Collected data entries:
---------------

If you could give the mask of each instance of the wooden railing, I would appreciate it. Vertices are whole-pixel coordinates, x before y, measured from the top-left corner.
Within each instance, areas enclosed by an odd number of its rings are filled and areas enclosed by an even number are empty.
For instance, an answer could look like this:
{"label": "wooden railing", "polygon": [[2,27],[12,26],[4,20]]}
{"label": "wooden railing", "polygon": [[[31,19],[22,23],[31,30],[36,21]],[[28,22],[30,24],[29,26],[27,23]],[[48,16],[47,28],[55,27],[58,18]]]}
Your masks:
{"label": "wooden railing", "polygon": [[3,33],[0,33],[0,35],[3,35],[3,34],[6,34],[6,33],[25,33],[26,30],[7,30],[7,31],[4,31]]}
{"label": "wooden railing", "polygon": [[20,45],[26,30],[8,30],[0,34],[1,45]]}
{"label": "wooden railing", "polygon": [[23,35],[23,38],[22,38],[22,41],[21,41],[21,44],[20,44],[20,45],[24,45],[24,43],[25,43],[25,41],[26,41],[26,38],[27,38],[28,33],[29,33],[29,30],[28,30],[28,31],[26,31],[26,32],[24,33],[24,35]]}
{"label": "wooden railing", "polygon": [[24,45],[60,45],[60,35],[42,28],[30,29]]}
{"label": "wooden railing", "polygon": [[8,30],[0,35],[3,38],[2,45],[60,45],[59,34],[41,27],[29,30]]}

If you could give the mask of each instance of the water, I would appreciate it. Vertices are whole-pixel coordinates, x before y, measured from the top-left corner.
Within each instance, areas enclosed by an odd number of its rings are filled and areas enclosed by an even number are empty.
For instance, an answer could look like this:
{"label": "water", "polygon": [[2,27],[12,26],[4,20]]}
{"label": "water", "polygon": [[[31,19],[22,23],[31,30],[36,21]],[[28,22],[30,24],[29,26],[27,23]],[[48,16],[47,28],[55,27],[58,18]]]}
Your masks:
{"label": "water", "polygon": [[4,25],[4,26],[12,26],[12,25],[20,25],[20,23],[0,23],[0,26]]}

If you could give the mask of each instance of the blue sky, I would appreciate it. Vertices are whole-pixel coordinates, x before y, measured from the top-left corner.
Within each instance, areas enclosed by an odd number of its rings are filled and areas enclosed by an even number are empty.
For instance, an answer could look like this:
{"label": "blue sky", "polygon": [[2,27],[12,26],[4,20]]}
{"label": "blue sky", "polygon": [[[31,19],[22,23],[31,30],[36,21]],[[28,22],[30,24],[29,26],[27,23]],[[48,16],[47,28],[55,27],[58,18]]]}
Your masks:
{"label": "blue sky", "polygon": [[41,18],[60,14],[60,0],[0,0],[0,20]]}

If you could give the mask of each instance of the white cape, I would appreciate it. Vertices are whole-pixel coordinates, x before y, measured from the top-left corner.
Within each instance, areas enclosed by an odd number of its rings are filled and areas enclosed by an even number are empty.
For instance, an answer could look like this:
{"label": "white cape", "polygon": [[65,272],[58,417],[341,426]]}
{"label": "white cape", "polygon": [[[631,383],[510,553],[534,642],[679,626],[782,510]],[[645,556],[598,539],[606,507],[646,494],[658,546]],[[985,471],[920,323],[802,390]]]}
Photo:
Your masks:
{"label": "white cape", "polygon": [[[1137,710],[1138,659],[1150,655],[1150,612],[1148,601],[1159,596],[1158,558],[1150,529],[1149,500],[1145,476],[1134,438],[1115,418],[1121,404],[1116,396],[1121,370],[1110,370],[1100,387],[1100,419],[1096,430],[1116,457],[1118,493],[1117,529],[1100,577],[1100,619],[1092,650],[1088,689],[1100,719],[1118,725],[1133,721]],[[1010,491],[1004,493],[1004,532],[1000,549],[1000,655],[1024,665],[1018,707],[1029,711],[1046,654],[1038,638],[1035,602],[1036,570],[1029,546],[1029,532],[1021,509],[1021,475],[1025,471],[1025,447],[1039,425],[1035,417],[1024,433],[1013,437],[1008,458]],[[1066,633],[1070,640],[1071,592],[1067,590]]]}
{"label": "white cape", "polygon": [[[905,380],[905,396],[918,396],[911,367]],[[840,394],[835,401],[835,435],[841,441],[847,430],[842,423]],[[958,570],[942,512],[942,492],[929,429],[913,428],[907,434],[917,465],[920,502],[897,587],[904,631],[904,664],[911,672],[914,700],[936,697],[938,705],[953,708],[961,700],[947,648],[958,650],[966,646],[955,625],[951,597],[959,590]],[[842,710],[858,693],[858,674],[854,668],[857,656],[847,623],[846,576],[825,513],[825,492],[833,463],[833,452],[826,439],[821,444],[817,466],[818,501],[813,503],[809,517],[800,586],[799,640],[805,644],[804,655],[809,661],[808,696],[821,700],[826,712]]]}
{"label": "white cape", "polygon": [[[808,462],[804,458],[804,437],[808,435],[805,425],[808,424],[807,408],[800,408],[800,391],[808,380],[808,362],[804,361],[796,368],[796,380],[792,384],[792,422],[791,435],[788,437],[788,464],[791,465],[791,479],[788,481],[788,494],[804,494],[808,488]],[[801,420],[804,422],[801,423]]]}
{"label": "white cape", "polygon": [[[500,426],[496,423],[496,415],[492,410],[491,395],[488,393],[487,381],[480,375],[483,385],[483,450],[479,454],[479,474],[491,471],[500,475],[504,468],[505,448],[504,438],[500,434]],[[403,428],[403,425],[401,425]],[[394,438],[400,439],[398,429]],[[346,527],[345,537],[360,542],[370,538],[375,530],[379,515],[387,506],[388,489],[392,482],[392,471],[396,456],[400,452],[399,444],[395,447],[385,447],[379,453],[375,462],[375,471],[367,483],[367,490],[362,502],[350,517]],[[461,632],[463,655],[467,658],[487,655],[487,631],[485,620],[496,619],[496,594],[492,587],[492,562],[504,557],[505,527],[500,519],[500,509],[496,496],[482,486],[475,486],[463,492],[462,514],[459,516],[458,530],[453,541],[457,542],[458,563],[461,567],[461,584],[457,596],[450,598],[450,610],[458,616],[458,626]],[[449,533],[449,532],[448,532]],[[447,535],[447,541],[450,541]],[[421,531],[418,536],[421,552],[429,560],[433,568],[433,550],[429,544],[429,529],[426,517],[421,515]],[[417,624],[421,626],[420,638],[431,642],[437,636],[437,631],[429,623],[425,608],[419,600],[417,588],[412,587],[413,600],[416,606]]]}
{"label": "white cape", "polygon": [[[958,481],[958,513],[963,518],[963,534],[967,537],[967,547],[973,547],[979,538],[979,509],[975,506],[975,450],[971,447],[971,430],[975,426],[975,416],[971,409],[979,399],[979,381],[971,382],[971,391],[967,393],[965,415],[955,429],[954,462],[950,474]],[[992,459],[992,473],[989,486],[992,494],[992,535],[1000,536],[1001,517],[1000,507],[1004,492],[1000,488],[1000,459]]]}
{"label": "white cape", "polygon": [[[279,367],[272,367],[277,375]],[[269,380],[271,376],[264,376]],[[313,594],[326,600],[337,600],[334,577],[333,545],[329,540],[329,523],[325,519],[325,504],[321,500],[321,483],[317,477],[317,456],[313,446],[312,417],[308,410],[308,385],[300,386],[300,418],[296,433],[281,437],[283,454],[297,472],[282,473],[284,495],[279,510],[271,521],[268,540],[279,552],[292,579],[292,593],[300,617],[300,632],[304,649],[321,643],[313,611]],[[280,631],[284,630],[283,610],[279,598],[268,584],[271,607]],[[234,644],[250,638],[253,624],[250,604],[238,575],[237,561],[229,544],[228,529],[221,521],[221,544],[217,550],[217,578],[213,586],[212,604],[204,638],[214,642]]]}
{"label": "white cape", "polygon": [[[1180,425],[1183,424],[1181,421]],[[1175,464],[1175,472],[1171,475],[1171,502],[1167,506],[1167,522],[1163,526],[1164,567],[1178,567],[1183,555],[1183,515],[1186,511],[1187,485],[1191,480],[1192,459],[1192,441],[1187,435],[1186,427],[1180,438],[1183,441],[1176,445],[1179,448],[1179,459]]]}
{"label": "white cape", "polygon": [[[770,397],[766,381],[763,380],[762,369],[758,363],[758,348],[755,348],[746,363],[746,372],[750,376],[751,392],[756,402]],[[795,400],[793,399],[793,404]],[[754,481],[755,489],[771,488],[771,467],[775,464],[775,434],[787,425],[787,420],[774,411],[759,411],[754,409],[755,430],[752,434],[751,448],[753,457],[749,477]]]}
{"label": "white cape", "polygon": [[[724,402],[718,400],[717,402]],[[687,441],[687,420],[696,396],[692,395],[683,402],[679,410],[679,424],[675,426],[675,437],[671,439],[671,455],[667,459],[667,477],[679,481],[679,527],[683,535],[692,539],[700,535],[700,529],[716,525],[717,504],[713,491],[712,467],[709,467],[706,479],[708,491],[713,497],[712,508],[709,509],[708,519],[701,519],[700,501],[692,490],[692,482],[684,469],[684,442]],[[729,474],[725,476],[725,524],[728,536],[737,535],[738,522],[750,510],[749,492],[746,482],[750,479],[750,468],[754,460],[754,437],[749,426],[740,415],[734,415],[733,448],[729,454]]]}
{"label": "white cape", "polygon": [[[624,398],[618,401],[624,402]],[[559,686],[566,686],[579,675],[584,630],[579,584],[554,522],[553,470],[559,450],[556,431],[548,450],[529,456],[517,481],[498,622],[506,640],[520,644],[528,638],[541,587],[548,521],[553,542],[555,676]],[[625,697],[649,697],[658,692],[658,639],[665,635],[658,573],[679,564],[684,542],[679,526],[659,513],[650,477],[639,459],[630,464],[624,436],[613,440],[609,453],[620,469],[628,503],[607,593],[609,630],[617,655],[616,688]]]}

---------------

* [Directions]
Check each line of the records above for the string "Vertices", and report every line that has it.

* [Exercise result]
If you could give the mask of each instance of the wooden railing, I would appreciate it. Vertices are whole-pixel coordinates, x before y, measured from the top-left corner.
If you could give the mask of each instance of the water, I would appreciate it. Vertices are whole-pixel coordinates, x before y, measured from the top-left corner.
If you could give the mask of each instance of the blue sky, I would appreciate it. Vertices are whole-pixel coordinates, x before y, measured from the top-left corner.
If you could give the mask of each instance of the white cape, I would appreciate it. Vertices are whole-pixel coordinates, x before y, measured from the top-left corner.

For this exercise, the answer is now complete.